Exercise requirements:
Report, copied in full, every line of the material below that contains the string "sandstone". Matches are case-sensitive.

Data extract:
# # #

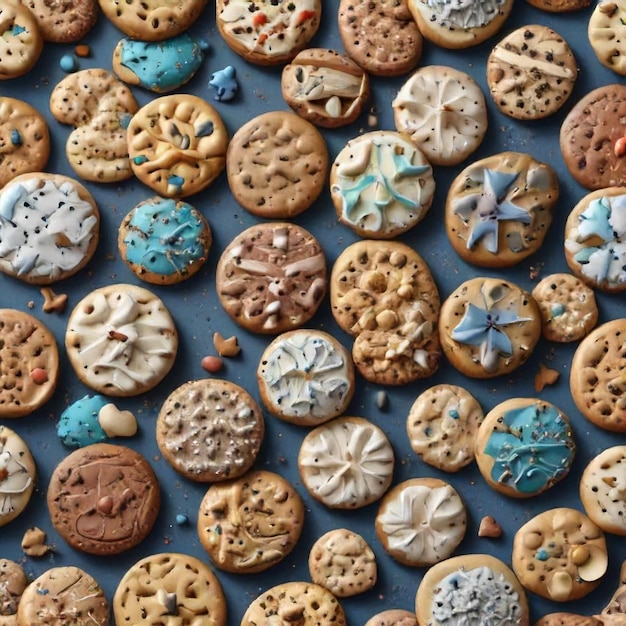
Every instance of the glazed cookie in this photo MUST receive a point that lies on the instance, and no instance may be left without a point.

# # #

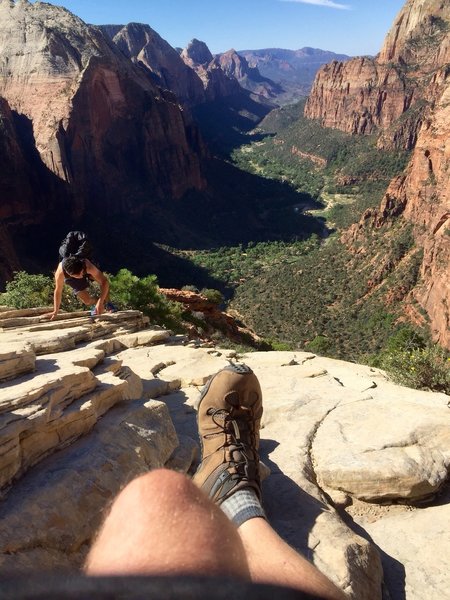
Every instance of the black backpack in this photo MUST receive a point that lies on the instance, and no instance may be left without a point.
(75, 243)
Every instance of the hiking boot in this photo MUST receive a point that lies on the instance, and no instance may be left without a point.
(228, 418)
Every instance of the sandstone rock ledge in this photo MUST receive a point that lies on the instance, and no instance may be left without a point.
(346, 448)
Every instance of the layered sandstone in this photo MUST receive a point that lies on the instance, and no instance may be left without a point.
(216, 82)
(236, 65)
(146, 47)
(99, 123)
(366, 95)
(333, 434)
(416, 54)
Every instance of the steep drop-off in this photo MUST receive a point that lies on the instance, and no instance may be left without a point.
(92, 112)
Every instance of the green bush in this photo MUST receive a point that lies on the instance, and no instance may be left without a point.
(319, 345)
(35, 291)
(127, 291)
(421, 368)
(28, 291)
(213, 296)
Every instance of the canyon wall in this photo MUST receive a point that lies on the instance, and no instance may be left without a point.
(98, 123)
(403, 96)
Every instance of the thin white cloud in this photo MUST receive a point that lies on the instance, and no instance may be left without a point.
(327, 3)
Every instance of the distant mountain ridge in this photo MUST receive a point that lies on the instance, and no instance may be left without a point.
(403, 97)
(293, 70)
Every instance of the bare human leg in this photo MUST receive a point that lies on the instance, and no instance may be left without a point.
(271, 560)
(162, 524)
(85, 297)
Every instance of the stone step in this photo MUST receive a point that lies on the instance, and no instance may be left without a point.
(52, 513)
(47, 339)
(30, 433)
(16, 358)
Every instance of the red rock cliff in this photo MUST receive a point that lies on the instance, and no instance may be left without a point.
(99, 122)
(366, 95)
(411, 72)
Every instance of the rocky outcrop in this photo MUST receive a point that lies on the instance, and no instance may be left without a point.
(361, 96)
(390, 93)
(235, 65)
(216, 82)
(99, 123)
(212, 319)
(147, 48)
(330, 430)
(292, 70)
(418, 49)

# # #

Correct answer:
Every instance of the sandstone rock ledge in this photo MUST receive a point that lies on the instance, and no instance may be left without a point.
Every instance of the layered sandstone in this photo MUST receive a point that lies on the instance, and no instance may be left without a point.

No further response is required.